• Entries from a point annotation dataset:
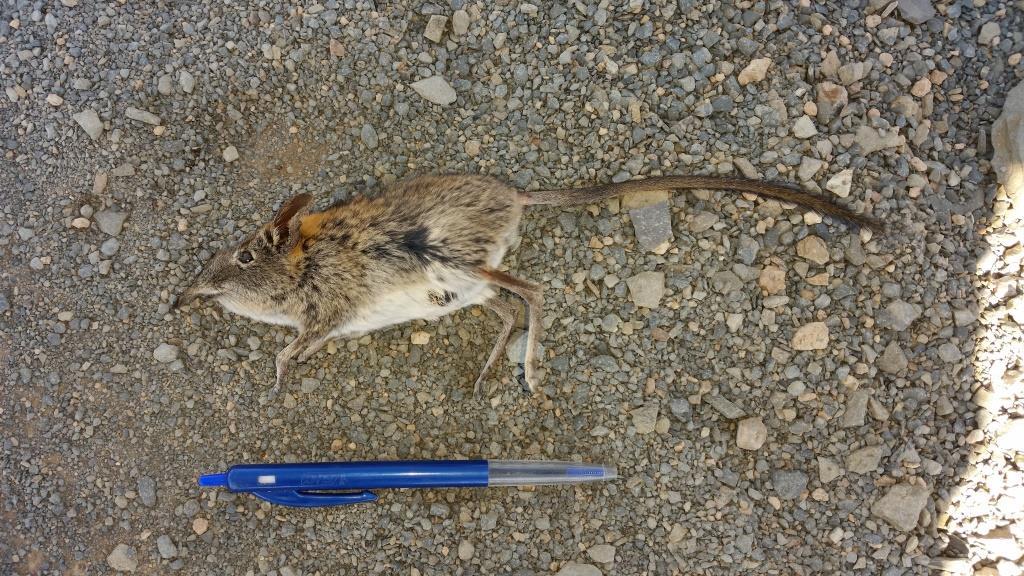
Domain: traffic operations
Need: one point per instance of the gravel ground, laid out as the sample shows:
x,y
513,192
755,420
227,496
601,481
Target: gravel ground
x,y
780,395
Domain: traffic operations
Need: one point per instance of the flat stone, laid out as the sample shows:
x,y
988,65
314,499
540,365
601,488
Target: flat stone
x,y
645,417
646,288
1008,147
856,408
602,553
166,547
804,127
892,361
165,353
460,23
123,559
809,167
230,154
147,491
827,469
755,72
435,28
989,31
916,11
899,315
142,116
186,81
573,569
841,183
811,336
724,407
652,225
751,434
772,280
901,506
111,222
788,484
90,122
814,249
832,98
435,89
871,140
864,460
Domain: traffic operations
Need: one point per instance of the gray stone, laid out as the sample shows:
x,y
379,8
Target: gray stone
x,y
111,222
788,484
645,417
751,434
90,122
916,11
435,28
573,569
856,408
602,553
899,315
165,353
864,460
646,288
652,225
142,116
892,361
166,547
902,505
187,81
435,89
123,559
369,135
724,407
147,491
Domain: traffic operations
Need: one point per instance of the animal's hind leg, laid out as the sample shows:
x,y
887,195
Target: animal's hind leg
x,y
507,312
534,296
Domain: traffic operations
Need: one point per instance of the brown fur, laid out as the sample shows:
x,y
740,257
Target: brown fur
x,y
434,241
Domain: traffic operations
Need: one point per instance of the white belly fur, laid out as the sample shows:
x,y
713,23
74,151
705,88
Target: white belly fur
x,y
413,302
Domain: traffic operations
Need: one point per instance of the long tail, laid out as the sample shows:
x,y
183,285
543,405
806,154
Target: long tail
x,y
785,193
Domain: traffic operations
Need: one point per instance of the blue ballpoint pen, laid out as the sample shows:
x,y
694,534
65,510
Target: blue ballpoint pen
x,y
329,484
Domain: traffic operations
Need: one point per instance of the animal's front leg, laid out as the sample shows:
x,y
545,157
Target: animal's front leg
x,y
304,339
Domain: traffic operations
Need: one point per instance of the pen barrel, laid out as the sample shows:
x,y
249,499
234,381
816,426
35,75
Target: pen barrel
x,y
528,472
359,476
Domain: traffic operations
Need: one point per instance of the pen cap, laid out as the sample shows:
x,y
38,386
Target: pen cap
x,y
528,472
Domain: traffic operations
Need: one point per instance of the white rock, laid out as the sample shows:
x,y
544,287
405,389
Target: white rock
x,y
989,31
186,80
435,89
751,434
573,569
804,127
123,559
603,553
460,23
230,154
901,505
90,122
755,72
142,116
813,249
646,288
165,353
811,336
1008,148
841,183
435,28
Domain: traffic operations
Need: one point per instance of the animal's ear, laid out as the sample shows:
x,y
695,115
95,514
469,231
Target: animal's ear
x,y
285,228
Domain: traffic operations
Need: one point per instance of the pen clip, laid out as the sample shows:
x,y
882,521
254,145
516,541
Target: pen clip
x,y
309,499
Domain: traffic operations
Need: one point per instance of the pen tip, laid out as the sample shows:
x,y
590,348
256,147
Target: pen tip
x,y
213,480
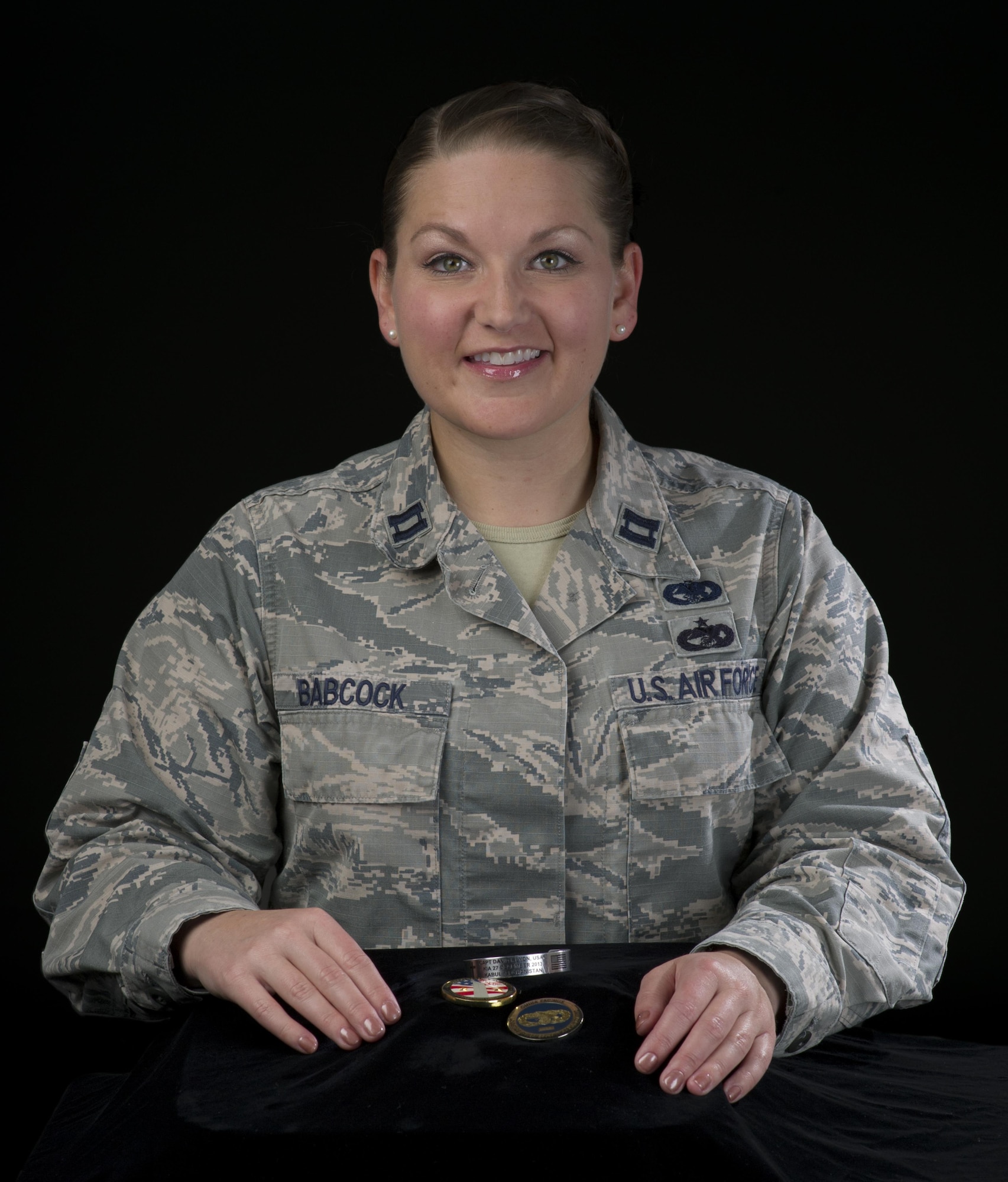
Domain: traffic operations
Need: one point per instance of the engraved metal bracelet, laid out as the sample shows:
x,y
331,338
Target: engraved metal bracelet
x,y
556,960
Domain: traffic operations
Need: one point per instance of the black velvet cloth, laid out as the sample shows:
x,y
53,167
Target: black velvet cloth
x,y
222,1094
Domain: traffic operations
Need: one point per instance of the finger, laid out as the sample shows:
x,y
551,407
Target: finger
x,y
702,1041
656,991
753,1068
284,979
271,1016
725,1057
689,1003
359,967
334,988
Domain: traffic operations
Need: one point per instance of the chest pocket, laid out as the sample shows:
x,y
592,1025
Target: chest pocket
x,y
361,810
692,767
701,749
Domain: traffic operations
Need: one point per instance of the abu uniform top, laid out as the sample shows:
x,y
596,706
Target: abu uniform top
x,y
691,738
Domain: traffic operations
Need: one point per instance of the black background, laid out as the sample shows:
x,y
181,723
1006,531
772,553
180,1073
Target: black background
x,y
198,194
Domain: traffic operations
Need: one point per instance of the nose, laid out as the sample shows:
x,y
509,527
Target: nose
x,y
501,303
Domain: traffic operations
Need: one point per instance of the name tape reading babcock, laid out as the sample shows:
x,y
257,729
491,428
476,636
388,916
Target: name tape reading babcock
x,y
384,696
723,681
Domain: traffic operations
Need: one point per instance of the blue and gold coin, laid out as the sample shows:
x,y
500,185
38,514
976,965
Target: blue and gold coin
x,y
546,1018
487,993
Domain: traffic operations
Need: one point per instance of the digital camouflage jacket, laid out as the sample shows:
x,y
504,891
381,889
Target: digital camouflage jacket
x,y
692,737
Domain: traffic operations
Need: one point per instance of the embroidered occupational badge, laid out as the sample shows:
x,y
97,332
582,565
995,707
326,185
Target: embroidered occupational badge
x,y
695,592
485,993
705,637
715,632
547,1018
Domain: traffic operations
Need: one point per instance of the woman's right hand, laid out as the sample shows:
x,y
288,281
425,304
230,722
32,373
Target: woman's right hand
x,y
300,956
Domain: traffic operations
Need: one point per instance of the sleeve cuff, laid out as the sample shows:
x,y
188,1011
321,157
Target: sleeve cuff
x,y
785,945
148,969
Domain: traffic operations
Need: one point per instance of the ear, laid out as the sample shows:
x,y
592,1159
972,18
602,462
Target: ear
x,y
626,290
381,290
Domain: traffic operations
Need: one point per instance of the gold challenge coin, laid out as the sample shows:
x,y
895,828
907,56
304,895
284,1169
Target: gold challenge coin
x,y
487,993
546,1018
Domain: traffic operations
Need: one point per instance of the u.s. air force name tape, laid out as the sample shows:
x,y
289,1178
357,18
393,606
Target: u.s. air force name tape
x,y
556,960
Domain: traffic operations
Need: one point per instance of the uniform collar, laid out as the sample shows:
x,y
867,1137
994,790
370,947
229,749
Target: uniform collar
x,y
627,512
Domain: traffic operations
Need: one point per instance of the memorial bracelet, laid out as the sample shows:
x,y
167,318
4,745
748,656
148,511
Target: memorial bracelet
x,y
556,960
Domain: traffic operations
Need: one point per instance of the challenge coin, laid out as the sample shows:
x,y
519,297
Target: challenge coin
x,y
544,1018
485,992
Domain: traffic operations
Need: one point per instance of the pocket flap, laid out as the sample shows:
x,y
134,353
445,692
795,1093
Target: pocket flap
x,y
691,750
365,757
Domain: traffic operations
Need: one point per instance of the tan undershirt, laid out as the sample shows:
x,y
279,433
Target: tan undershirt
x,y
527,553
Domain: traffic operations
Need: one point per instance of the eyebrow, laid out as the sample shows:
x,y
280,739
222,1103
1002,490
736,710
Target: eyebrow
x,y
457,236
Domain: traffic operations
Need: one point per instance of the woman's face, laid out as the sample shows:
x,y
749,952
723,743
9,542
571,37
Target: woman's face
x,y
504,296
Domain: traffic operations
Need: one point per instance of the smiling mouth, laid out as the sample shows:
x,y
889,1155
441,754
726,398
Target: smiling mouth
x,y
513,358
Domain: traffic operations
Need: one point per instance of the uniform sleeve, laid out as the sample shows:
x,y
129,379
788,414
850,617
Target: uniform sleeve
x,y
847,893
171,813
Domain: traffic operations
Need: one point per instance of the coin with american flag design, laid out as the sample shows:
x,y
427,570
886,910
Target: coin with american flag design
x,y
487,993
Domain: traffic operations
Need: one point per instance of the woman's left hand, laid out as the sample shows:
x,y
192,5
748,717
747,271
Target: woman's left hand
x,y
719,1008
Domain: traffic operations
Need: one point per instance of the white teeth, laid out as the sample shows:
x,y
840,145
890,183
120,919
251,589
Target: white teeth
x,y
509,359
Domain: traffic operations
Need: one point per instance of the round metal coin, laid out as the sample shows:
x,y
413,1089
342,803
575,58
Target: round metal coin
x,y
544,1018
488,993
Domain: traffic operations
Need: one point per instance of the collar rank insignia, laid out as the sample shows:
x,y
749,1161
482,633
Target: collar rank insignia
x,y
410,524
547,1018
485,993
639,531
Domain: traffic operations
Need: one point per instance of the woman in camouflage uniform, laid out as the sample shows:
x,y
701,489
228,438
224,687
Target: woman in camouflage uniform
x,y
515,679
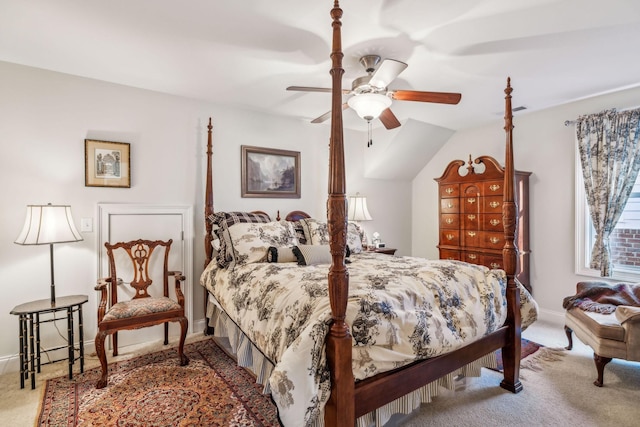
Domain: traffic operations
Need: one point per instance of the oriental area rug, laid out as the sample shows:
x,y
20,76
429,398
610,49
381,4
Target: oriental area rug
x,y
154,390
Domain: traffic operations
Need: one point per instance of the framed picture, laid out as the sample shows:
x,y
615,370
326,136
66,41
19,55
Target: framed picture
x,y
268,172
107,164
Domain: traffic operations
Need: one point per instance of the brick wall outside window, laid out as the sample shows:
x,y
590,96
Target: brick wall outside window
x,y
625,247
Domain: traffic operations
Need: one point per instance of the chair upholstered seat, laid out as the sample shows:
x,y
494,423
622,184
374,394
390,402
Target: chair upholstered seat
x,y
611,336
140,307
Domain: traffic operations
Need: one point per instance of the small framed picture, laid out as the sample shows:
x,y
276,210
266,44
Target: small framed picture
x,y
269,172
107,164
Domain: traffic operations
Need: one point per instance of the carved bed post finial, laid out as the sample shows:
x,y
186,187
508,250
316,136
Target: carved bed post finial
x,y
208,203
511,352
340,409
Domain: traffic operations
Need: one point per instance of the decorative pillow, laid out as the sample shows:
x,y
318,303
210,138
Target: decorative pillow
x,y
315,232
297,225
281,255
312,254
222,221
251,241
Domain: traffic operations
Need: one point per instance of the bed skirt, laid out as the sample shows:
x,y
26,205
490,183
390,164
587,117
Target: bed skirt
x,y
249,357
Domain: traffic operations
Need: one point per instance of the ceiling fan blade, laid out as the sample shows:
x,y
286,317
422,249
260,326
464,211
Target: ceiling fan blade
x,y
388,119
315,89
309,89
414,95
386,73
326,115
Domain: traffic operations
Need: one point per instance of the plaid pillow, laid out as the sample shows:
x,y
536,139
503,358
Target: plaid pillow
x,y
222,221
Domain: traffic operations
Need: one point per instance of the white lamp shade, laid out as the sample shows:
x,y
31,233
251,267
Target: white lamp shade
x,y
358,208
46,224
369,106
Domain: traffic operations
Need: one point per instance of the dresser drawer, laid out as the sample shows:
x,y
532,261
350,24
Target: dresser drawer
x,y
471,204
471,221
450,221
449,190
472,238
493,240
492,188
450,254
492,222
493,204
472,257
450,237
449,206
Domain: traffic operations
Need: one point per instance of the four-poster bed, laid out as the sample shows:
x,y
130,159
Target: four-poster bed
x,y
339,335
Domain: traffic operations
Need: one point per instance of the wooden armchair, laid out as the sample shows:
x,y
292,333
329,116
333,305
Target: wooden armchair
x,y
143,309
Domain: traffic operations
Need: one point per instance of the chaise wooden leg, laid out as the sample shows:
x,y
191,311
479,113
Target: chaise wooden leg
x,y
100,351
184,324
600,364
569,331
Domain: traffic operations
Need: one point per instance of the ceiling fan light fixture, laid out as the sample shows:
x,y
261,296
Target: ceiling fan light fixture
x,y
369,106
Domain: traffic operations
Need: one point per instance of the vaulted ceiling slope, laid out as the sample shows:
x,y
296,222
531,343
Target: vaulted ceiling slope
x,y
246,53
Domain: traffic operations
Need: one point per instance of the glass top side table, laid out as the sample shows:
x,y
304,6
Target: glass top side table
x,y
29,331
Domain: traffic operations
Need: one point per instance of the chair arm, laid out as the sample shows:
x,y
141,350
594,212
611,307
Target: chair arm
x,y
629,317
178,280
628,313
103,287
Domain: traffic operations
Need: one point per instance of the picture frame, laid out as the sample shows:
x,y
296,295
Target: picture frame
x,y
270,172
107,164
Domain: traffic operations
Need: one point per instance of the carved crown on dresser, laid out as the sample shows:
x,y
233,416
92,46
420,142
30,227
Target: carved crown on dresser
x,y
471,228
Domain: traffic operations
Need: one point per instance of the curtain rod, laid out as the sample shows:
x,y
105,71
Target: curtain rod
x,y
573,122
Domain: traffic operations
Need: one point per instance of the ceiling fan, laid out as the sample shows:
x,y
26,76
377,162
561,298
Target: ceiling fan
x,y
371,98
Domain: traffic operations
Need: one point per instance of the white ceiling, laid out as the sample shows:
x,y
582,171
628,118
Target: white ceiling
x,y
245,53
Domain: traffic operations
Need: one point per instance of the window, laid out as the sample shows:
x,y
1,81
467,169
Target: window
x,y
624,240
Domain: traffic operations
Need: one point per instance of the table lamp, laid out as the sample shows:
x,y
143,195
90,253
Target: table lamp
x,y
357,211
46,225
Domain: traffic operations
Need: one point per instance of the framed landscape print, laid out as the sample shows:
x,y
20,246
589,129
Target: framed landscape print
x,y
107,164
268,172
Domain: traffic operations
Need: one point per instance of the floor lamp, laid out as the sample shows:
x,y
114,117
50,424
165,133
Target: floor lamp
x,y
46,225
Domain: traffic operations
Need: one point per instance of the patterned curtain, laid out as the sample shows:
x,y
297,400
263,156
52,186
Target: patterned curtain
x,y
610,157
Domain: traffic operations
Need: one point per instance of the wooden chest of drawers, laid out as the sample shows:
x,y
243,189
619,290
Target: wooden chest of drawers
x,y
471,227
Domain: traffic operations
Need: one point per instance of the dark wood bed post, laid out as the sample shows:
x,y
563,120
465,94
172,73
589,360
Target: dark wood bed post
x,y
208,210
511,352
340,409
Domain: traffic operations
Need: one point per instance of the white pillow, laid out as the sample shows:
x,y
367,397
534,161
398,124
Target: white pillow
x,y
317,233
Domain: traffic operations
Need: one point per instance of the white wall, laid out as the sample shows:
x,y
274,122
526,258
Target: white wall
x,y
542,145
44,119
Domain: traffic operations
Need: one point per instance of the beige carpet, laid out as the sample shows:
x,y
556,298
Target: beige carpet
x,y
559,393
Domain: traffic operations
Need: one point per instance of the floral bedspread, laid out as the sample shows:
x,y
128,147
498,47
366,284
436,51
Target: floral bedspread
x,y
400,309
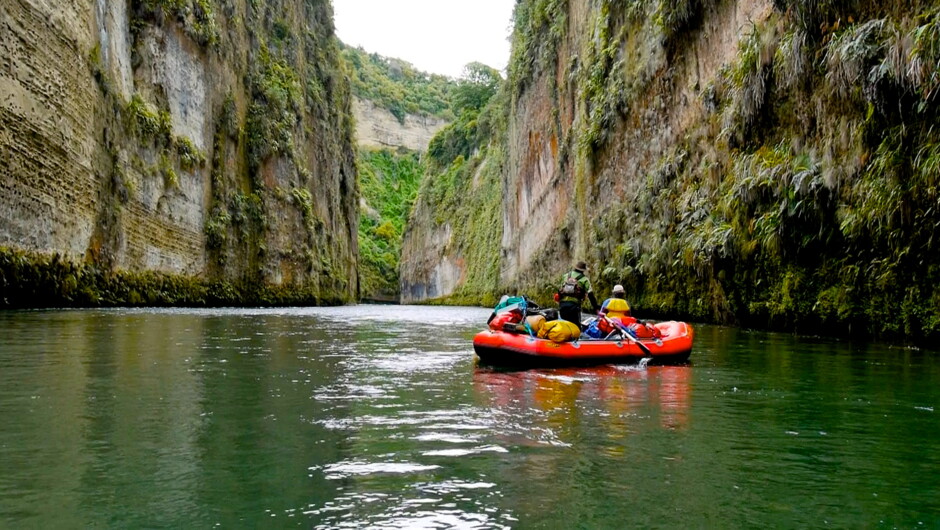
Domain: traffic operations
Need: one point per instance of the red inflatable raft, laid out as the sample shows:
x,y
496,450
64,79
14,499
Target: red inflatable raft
x,y
516,349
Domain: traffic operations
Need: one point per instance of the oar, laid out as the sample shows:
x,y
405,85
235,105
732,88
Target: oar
x,y
626,333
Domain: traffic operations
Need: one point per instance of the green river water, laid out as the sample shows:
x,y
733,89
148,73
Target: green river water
x,y
378,417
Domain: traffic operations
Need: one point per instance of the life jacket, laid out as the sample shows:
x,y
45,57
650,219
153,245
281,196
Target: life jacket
x,y
600,328
571,287
616,307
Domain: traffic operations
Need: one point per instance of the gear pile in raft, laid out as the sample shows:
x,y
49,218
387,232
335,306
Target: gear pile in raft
x,y
522,334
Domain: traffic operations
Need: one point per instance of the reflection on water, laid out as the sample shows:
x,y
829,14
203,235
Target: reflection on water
x,y
376,416
620,391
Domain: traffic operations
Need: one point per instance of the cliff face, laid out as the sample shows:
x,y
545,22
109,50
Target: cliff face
x,y
766,163
378,128
209,139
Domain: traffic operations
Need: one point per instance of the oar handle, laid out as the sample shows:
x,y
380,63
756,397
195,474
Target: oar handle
x,y
629,335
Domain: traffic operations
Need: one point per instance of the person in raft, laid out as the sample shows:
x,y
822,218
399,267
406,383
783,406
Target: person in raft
x,y
616,305
575,286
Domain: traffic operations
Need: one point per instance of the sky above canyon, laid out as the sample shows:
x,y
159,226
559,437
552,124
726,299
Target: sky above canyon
x,y
436,36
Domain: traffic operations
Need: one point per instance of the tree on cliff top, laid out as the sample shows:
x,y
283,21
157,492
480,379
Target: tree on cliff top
x,y
478,84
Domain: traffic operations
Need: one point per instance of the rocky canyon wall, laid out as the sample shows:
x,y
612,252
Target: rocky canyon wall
x,y
766,163
149,141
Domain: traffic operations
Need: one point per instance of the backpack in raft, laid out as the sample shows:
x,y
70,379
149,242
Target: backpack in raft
x,y
560,331
572,287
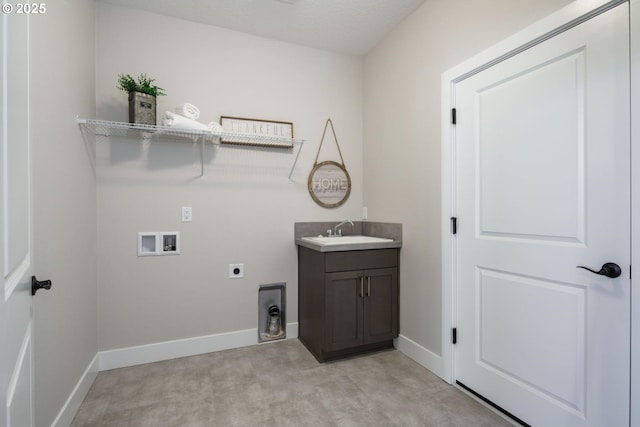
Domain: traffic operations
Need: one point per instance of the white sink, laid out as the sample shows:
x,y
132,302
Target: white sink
x,y
345,240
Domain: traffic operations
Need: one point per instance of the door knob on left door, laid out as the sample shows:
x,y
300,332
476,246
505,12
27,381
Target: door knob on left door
x,y
37,284
609,269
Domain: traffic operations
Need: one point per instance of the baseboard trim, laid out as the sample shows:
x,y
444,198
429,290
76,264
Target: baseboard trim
x,y
423,356
138,355
71,406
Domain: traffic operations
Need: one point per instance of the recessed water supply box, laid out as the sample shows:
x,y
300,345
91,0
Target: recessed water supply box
x,y
158,243
272,309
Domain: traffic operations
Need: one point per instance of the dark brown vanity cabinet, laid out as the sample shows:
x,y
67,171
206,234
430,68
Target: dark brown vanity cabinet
x,y
348,301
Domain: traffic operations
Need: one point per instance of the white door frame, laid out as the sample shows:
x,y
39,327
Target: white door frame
x,y
565,18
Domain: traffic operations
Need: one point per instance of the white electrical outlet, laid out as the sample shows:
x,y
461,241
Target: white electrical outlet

• AIM:
Count the lines in the data above that contain the string "handle", and reply with only that number.

• TASK SOLUTION:
2